◆ WORK TO COMPLETE ◆
Copy word for word the part of the article below on Hongkongers moving to Taiwan that runs between "Ben’s conundrum illustrates" and "to follow through.", inclusive.

◆ PAGE EXTRACT ◆
Wendy, a 50-year-old Hongkonger who recently immigrated to Taiwan, is sitting in her new home in Taiwan, a flat that is three times as big as her old place in Hong Kong, as she watches a TV news report about five Hong Kong people who were recently rescued by Taiwan’s Coast Guard from a boat adrift in the sea.

“Thank God I applied for immigration in March of 2018,” she says gravely. Back then, Wendy heard rumors that the Taiwanese government was planning to raise the minimum amount of NT$6 million that Hong Kong citizens must invest in Taiwan to obtain investor immigrant status. Acting quickly, she contacted an immigration consulting firm for assistance with the paperwork.

Ben, a thirty-something who has been in a steady relationship with his Taiwanese girlfriend for five years, is less lucky.

Ben, a photographer, was planning to take advantage of a temporary job in Taiwan to apply for a business visa at the Taipei Economic and Cultural Office in Hong Kong, which handles visa affairs as Taiwan’s representative office in the former British territory. He and his girlfriend would then register their marriage in Taiwan. But after several trips to the visa office, Ben has not yet made it beyond the long queues to actually hand in an application.

“An office clerk told me right away that Taiwan is very strict now, and that I had better not go to Taiwan unless it is absolutely necessary,” says Ben.

After visiting the visa office several times yet failing to gain an appointment to determine whether he was entitled to a business visa, Ben tried to make an appointment online, waiting in front of his computer screen every morning minutes before the system opens at 9 a.m. Yet each time, the web server was overloaded, making it impossible to enter the appointment system.

Ben’s conundrum illustrates the dilemma in which the Taiwanese government finds itself. On the one hand, it voices vocal support for Hong Kong freedoms and its willingness to help, but on the other hand it lacks the resources to follow through.


Between January and August this year, 4,596 Hong Kong citizens, more than twice as many as during the same period the previous year, took up residence in Taiwan, according to National Immigration Agency (NIA) statistics. This means they have applied for a stay longer than six months, with some looking to stay in Taiwan for good. Many more are actually hoping to relocate to Taiwan and obtain permanent residency.

 
The number of Hongkongers who became permanent residents of Taiwan (meaning they have settled in Taiwan and established a household register here) between January and August this year has increased 16.15 percent over the same period last year. But many more are waiting to get the green light from the Taiwanese government before they can take this step.

Reason No. 1: Tense cross-strait relations and understaffed Taiwanese representative office

Increasing hostility between Taiwan and China is one of the reasons why gaining temporary or permanent residency in Taiwan has become more difficult for Hong Kong citizens.

Due to the deterioration in relations with Beijing, the directors of four of five divisions at the representative office were forced to leave Hong Kong after their visas expired. Presently, only the director of the economic division, Ni Bo-chia, who took up his post when Ma Ying-jeou was president, continues his work. So far, the government of the Hong Kong Special Administrative Region (SAR) has not been willing to issue visas to officials appointed by the incumbent government of President Tsai Ing-wen, who has been critical of China.

◆ SUPPLIED DATA ◆
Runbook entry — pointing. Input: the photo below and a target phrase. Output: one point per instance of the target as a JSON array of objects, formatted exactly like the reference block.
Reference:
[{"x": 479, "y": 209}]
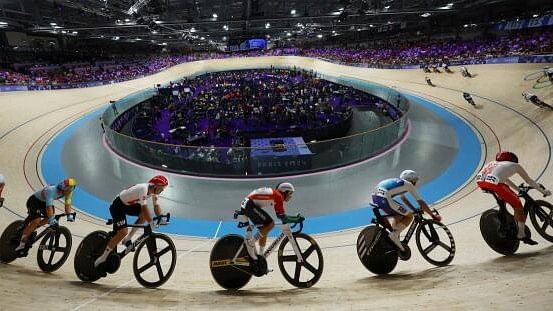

◆ SOLUTION FOR THIS EXERCISE ◆
Ben’s conundrum illustrates the dilemma in which the Taiwanese government finds itself. On the one hand, it voices vocal support for Hong Kong freedoms and its willingness to help, but on the other hand it lacks the resources to follow through.